Stored data:
----
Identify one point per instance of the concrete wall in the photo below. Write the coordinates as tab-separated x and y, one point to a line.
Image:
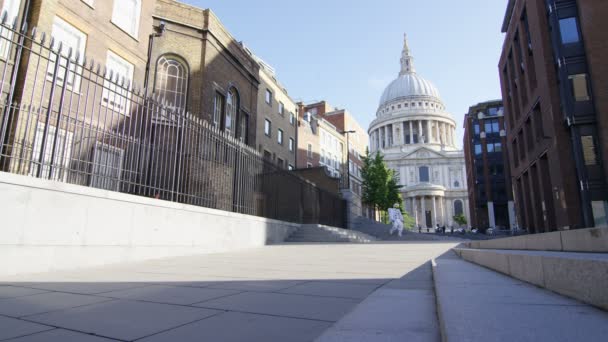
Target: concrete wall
591	240
48	226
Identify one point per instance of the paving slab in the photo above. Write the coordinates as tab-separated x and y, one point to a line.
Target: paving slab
123	319
257	285
294	306
510	310
12	327
45	302
170	294
15	291
80	287
237	327
331	289
259	311
61	335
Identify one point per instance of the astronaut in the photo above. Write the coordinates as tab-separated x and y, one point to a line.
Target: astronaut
396	218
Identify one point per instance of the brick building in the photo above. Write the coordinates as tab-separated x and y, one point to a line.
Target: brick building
555	89
277	119
357	142
197	65
488	174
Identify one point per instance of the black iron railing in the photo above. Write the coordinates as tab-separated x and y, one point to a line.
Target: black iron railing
67	119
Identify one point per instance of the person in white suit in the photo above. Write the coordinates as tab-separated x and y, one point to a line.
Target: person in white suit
396	218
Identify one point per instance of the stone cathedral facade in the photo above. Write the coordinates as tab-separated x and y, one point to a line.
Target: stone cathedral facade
416	135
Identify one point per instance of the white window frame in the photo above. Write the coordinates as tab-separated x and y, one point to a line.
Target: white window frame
267	128
11	7
218	108
65	140
99	179
61	27
119	7
114	96
280	136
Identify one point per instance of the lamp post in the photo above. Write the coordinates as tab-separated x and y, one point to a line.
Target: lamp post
347	157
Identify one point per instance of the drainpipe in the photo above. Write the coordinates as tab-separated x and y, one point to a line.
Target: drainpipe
159	32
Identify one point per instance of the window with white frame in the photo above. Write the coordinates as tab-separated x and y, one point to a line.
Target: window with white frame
232	106
11	8
107	167
70	38
116	95
292	119
218	108
268	96
60	158
126	15
171	82
280	136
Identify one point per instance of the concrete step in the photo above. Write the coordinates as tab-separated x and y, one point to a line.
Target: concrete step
477	304
582	276
401	310
592	240
320	233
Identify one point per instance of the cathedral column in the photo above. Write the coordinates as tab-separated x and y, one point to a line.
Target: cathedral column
434	211
451	130
411	133
414	211
443	217
438	130
423	211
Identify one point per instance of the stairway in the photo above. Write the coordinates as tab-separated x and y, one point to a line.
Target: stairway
475	303
572	263
326	234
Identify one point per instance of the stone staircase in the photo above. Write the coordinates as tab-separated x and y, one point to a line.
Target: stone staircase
572	263
326	234
370	227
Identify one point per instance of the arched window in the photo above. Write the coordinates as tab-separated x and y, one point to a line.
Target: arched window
232	107
458	208
172	82
423	172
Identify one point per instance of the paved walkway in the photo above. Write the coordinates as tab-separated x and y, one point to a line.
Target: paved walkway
477	304
279	293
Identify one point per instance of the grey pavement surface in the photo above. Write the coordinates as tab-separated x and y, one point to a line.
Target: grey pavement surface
291	292
477	304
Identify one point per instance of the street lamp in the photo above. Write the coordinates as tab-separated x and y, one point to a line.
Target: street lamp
348	157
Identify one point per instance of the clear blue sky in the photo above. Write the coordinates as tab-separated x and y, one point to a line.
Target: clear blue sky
346	52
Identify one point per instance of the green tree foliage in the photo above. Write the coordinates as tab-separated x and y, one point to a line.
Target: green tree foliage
381	188
460	219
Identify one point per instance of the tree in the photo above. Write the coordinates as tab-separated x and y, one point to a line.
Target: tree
381	188
460	219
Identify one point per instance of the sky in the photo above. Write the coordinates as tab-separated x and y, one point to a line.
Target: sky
347	51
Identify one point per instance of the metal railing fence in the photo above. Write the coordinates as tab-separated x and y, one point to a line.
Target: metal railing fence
67	119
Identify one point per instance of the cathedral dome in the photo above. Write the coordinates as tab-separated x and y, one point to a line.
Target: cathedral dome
409	85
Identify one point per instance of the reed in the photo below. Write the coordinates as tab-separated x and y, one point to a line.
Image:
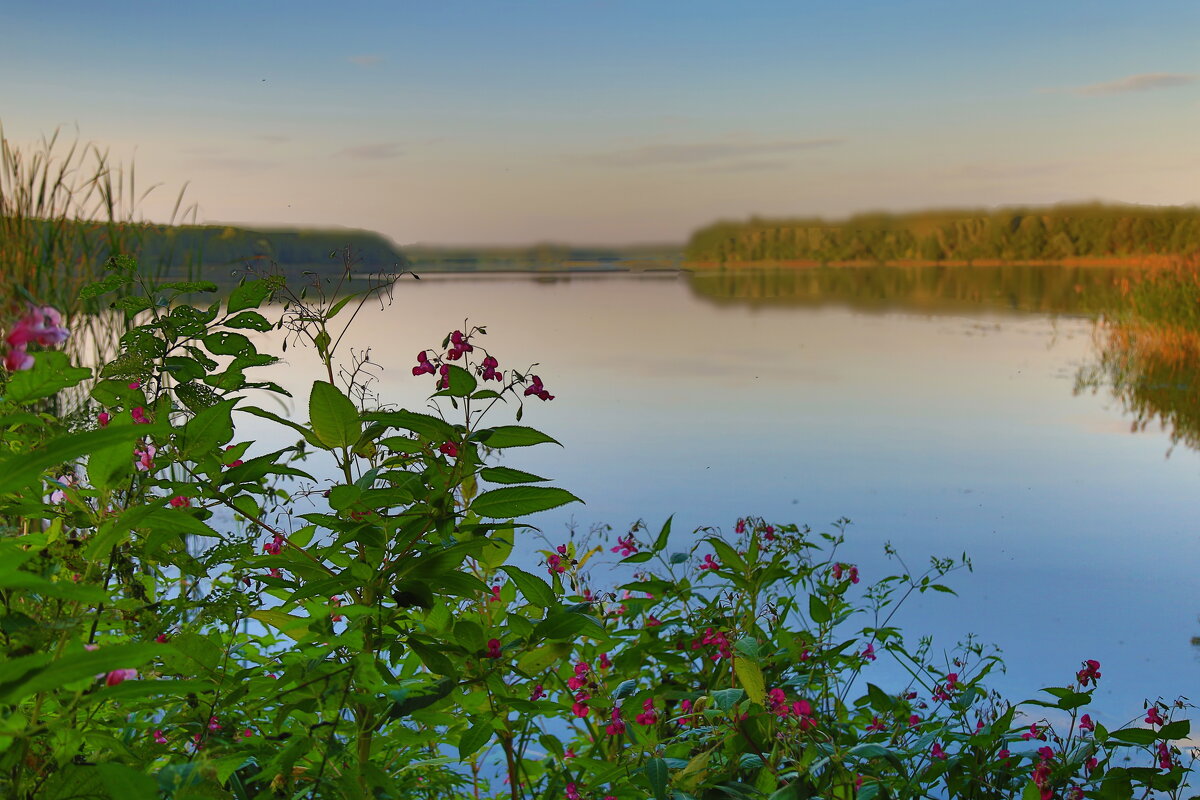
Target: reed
65	208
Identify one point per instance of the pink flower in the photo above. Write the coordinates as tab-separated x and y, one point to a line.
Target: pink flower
17	360
625	546
616	725
40	325
459	346
423	365
648	716
1164	756
120	677
538	390
850	570
1090	672
144	458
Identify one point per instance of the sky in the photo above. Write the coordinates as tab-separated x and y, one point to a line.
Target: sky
611	121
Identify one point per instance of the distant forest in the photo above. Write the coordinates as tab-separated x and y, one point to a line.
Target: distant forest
1006	235
213	252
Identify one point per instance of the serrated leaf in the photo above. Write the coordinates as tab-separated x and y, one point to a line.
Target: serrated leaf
509	475
513	435
520	500
750	677
334	417
534	589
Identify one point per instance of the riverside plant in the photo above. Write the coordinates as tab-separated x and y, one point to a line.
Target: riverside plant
184	618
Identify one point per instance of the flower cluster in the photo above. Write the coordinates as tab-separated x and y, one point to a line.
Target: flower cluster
40	325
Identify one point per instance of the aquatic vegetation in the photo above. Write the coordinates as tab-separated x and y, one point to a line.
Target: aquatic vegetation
189	613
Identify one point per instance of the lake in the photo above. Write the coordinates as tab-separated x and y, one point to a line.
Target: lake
936	409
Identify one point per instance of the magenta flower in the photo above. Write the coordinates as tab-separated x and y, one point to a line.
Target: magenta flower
648	716
1090	672
538	390
120	677
625	546
423	365
616	725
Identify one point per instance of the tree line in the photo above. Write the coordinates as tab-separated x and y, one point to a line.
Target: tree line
1008	234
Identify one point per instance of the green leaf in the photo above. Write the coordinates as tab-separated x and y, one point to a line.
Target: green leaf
333	415
664	535
534	589
426	425
520	500
251	294
295	627
462	383
209	429
52	373
1134	735
509	475
21	470
568	624
475	737
75	667
657	776
513	435
251	319
819	611
750	677
127	783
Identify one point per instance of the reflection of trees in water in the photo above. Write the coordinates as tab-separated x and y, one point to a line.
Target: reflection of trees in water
929	289
1149	354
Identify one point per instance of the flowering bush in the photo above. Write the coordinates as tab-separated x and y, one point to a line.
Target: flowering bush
181	623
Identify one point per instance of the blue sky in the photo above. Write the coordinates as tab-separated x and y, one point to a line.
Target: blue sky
612	121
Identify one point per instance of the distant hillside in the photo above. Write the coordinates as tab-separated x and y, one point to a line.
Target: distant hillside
1059	233
543	257
220	247
211	251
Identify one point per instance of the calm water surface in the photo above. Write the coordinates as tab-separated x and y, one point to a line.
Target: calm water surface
940	427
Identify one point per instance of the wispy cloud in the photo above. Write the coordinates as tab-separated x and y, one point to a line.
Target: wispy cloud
375	151
702	152
1144	82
----
A word-for-word copy of all the data, without pictures, is the expected output.

» Written solution:
Identify one point per instance of the concrete wall in the photo below. Write the coordinates as tab-separated x and y, one point to a line.
Image:
Target: concrete wall
591	240
48	226
Identify one point per instance of the paving slab in the photo above. Write the coordinates as tab-separated x and y, one point to a line.
Target: paving slab
123	319
257	285
294	306
510	310
12	327
45	302
170	294
15	291
80	287
237	327
331	289
259	311
61	335
Identify one point per instance of the astronaut in the photo above. Write the coordinates as tab-separated x and y, one point to a line.
Target: astronaut
396	218
Identify one point per instance of the brick building in the photo above. Write the coordinates as tab-separated x and y, one point to a line.
Target: brick building
555	89
277	119
357	142
197	65
488	174
Identify one point per instance of the black iron railing in the photo above. Write the coordinates as tab-separated x and y, one point to a line.
Target: black iron railing
67	119
Identify one point per instance of the person in white suit in the photo above. Write the coordinates as tab-separated x and y, one point to a line.
Target: person in white suit
396	218
Identify one point per instance of the stone cathedral facade in the photo above. Write the coordinates as tab-separated x and y, one point to a line.
Target: stone cathedral facade
416	135
Identify one point per instance of the white window frame in the photo above. Write the coordinates as tab-separated x and y, one point to a line.
Target: white window frame
267	128
11	7
218	108
65	140
99	179
61	27
119	7
114	96
280	136
Identify one point per instance of the lamp post in the photo above. Write the coordinates as tab-separated x and y, one point to a line.
Target: lamp post
347	157
Identify one point per instance of the drainpipe in the photo above. Write the coordinates as tab-separated x and y, one point to a line.
Target: drainpipe
159	32
Identify one point per instance of the window with white frame in the photo above. Write the coordinates as tab-separated x and y, one point to a line.
Target: window with white frame
232	106
11	8
107	167
70	38
116	95
292	119
218	108
268	96
60	158
126	15
171	82
280	136
Identify one point per instance of the concrete step in the photo above. Write the coordinates as tab-separated x and y, one point to a line.
Target: concrete step
477	304
582	276
401	310
592	240
320	233
Identify one point per instance of the cathedral column in the photo above. Write the coordinates as tab-separated x and y, one point to a line.
Target: cathedral column
434	211
451	130
411	133
414	211
443	217
438	130
423	211
Identify one point per instance of the stairway in the photo above. Write the coordinates as tab-separated x and y, one point to a line.
Target: stairway
475	303
572	263
326	234
Identify one point per instance of the stone staircase in the photo above. Write the coordinates as tab-separated x and y, one point to a line.
Target: stone staircase
572	263
326	234
370	227
Identify one point per instance of the arched window in the photo above. Write the coordinates as tab-separated x and y, one point to a line.
Target: arched window
232	107
458	208
172	82
423	172
Identify one point per instance of the paved walkway in the photo above. Write the coordinates as tab-separated x and y, one point to a line.
Target: paved walkway
477	304
279	293
Identify one point per instance of the grey pavement surface in the photo above. Write the coordinates as tab-separated x and y, one point to a line.
Target: grey pavement surface
291	292
477	304
Identify one point per instance of the street lamp in the photo above. Write the coordinates as tab-separated x and y, one point to a line.
Target: street lamp
348	157
Identify one point per instance of the clear blue sky in the photo above. Write the coordinates as tab-separated x and y, one point to a line.
Target: clear blue sky
346	52
Identify one point per instance of the green tree foliage in the photo above. Write the coordinates as tab-separated x and y, one point to a line.
Target: green tree foliage
381	188
460	219
Identify one point per instance of the tree in the photo above. Write the coordinates as tab-separated x and y, one point to a line.
Target: tree
381	188
460	219
Identify one point per instance of the sky in the photo above. Write the coordinates as tab-separated x and y, one point to a line.
Target: sky
347	51
Identify one point per instance of the metal railing fence in the photo above. Write the coordinates as tab-separated x and y, one point to a line.
Target: metal railing fence
67	119
Identify one point per instance of the cathedral dome in the photo above. Write the coordinates as tab-separated x and y, one point to a line.
Target: cathedral dome
409	85
Identify one point per instance of the reed in the photo below. Write the coordinates as tab-separated x and y, one point to a line.
Image:
Target: reed
65	208
Identify one point per instance of the pink flower in the photo above. Write the coordinates as tab-separated x and y, one point to a line.
Target: pink flower
17	360
625	546
616	725
40	325
459	346
423	365
648	716
1164	756
120	677
538	390
850	570
1090	672
144	458
Identify one point per instance of the sky in the photo above. Write the coordinates as tab-separated x and y, one point to a line.
Target: sky
611	121
Identify one point per instance of the distant forest in the photo above. Write the coordinates as tab-separated x and y, one point to a line.
Target: distant forest
1006	235
213	252
Identify one point per instance of the serrated leaf in the photo above. Write the coordinates as tab-separated x and y, one point to a line.
Target: serrated leaf
509	475
513	435
520	500
750	677
334	417
534	589
Identify one point per instance of the riverside plant in the photo above. Write the coordinates as tab-separated x and y, one point to a line.
Target: riverside plant
184	618
Identify one point per instance of the flower cluster in the photo above. Write the coordinates as tab-separated x and y, one point to a line.
Target: flower cluster
40	325
Identify one point per instance of the aquatic vegetation in the photo above. Write the coordinates as tab-separated x and y, one point to a line.
Target: aquatic vegetation
189	613
Identify one point per instance of the lake in the photo above. Write the coordinates as tab-separated x and y, one point to a line.
Target: lake
936	409
Identify one point per instance of the magenta flower in the photo above. Write the coordinates as tab-separated x and y, one point to a line.
Target: magenta flower
648	716
1090	672
538	390
120	677
625	546
423	365
616	725
Identify one point per instance of the tree line in the photo above. Write the coordinates as tab-separated x and y, one point to a line.
Target: tree line
1008	234
Identify one point per instance of the green leaf in the photo above. Write the coordinates as tab-separated x and y, one point to a line.
Target: green leaf
333	415
664	535
534	589
426	425
520	500
251	294
295	627
462	383
209	429
52	373
1134	735
509	475
21	470
568	624
475	737
75	667
657	776
513	435
251	319
819	611
750	677
127	783
Identify one point per instance of the reflection of trees in water in the photo above. Write the coordinates as tab-separated x and y, one point to a line.
Target: reflection of trees in water
929	289
1149	354
Identify one point per instance of the flowering bush in the photo above. Write the coordinates as tab-separated x and y, one point to a line.
Target: flowering bush
181	623
Identify one point per instance of the blue sky in the photo above. Write the coordinates as tab-separated x and y, one point to a line.
Target: blue sky
612	121
Identify one point per instance of the distant hillside in the photo above. Write the coordinates as tab-separated x and y, one point to a line.
Target: distant hillside
1059	233
543	257
220	247
211	251
Identify one point per instance of the calm water surface in the photo above. Write the coordinates as tab-separated x and y, one point to a line.
Target: calm water surface
940	427
Identify one point per instance of the wispy cloud in the photo above. Write the coordinates as tab-separated x and y, one point to a line.
Target: wispy cloud
375	151
702	152
1144	82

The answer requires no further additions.